本文抜粋:
体はどんな人にとっても資本ですから、そこに携わり役に立てるのはとても魅力的な部分だと思います。
どの業界も人材不足の今、人材の確保はとても重要です。人的資本経営と言われるように、人材をより大切にすることで生産性を上げるという考えも広まってきました。「心も体も元気に働ける」状態というのが、大前提として必要とされているんです。
そんな現状もあり、作業療法士が当たり前に持つ知識が、多くの企業から重宝され、新鮮に受け取ってもらえているのを活動の中で感じます。自分が学んできたことが、病院以外のところでも役に立てている。リハビリという治療行為をしてきたところから、高齢者を通して予防という世界に足を踏み入れ、今では働く人たちの役にも立てるようになりました。
働く人たちの高齢化も問題になってきていますから、機能低下予防などで経験したことも、さらに役立ってくると思います。幅広く健康知識を持っているということが、これからさらに重宝されていくのではないでしょうか。
――活動のなかで現在力を入れていることを教えてください。
力を入れていきたいのは、私自身の『講師力』を上げることです。私が講師として前に立つ企業研修というものは、「受けなさい」と言われて来ている方々がほとんど。場合によっては、研修が終わって一歩外に出たら内容を忘れてしまう可能性が高いんです。
でも私たち講師の仕事は、気づきを与えて「やってみよう」と思わせ、行動を起こさせることがゴール。研修内容に興味がないのに来ている人たちを、行動するところまで持っていくためには、高い『講師力』が重要になってきます。
これはリハビリテーションとも共通している部分です。病気で後ろ向きな人たちを、いかに自分で行動して改善していこうと思わせるか。それには作業療法士側、講師側の関わりというのが、とても大切なんですよね。
だから今は、自分から「やってみよう」と思わせられる研修設計やプレゼンテーション力という部分を、磨いているところです。
――講師として行動を起こさせるための取り組みの中で、効果を感じた方法は?

記録情報:

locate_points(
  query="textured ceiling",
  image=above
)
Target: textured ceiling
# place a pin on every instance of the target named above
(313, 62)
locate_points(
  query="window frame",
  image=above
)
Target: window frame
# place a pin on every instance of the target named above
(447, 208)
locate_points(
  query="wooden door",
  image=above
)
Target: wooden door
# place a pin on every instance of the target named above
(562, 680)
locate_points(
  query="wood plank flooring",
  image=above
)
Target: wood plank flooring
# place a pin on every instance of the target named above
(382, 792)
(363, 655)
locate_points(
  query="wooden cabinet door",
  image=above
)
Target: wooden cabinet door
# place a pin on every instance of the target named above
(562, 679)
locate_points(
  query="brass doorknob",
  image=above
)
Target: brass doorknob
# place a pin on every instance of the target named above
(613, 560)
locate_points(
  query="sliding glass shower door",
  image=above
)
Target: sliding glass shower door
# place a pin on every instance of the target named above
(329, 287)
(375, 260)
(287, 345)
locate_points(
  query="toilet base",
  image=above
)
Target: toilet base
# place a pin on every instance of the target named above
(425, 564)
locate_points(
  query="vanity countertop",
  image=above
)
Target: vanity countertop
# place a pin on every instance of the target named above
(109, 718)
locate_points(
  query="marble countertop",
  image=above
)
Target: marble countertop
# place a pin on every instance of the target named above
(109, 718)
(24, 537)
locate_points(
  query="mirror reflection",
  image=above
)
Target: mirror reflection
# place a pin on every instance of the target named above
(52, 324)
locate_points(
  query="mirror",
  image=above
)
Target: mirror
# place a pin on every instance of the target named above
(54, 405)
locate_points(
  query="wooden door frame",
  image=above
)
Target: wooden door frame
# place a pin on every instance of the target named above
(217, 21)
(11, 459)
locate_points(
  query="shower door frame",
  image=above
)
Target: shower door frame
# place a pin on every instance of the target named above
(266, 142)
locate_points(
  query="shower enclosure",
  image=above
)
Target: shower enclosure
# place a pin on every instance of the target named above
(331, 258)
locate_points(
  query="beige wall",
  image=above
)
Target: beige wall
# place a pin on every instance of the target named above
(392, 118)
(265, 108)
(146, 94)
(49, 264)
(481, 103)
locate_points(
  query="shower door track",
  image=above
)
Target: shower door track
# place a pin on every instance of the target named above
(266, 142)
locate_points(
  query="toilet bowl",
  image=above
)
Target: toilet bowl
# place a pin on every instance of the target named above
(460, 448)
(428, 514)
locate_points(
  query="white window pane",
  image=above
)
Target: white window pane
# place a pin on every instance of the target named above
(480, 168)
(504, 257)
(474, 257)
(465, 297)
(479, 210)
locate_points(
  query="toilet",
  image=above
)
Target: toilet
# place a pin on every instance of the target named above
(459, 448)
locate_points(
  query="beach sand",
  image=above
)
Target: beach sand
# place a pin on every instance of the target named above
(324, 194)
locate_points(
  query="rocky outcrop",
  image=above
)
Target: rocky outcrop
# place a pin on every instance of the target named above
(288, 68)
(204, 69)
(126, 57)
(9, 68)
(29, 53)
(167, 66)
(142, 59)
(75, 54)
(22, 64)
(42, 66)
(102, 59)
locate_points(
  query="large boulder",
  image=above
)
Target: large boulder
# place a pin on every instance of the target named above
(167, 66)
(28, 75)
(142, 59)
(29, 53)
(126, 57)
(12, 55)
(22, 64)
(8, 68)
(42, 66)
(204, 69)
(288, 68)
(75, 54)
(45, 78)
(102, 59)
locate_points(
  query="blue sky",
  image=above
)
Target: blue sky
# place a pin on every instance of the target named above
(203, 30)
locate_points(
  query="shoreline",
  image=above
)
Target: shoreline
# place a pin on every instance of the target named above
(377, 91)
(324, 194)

課題: 本文抜粋の「体はどんな人にとっても資本で」から「ていくのではないでしょうか。」まで（「ていくのではないでしょうか。」も含む）を、「作業療法士」を「理学療法士」に置き換えて書き換えてください。

解答:
体はどんな人にとっても資本ですから、そこに携わり役に立てるのはとても魅力的な部分だと思います。
どの業界も人材不足の今、人材の確保はとても重要です。人的資本経営と言われるように、人材をより大切にすることで生産性を上げるという考えも広まってきました。「心も体も元気に働ける」状態というのが、大前提として必要とされているんです。
そんな現状もあり、理学療法士が当たり前に持つ知識が、多くの企業から重宝され、新鮮に受け取ってもらえているのを活動の中で感じます。自分が学んできたことが、病院以外のところでも役に立てている。リハビリという治療行為をしてきたところから、高齢者を通して予防という世界に足を踏み入れ、今では働く人たちの役にも立てるようになりました。
働く人たちの高齢化も問題になってきていますから、機能低下予防などで経験したことも、さらに役立ってくると思います。幅広く健康知識を持っているということが、これからさらに重宝されていくのではないでしょうか。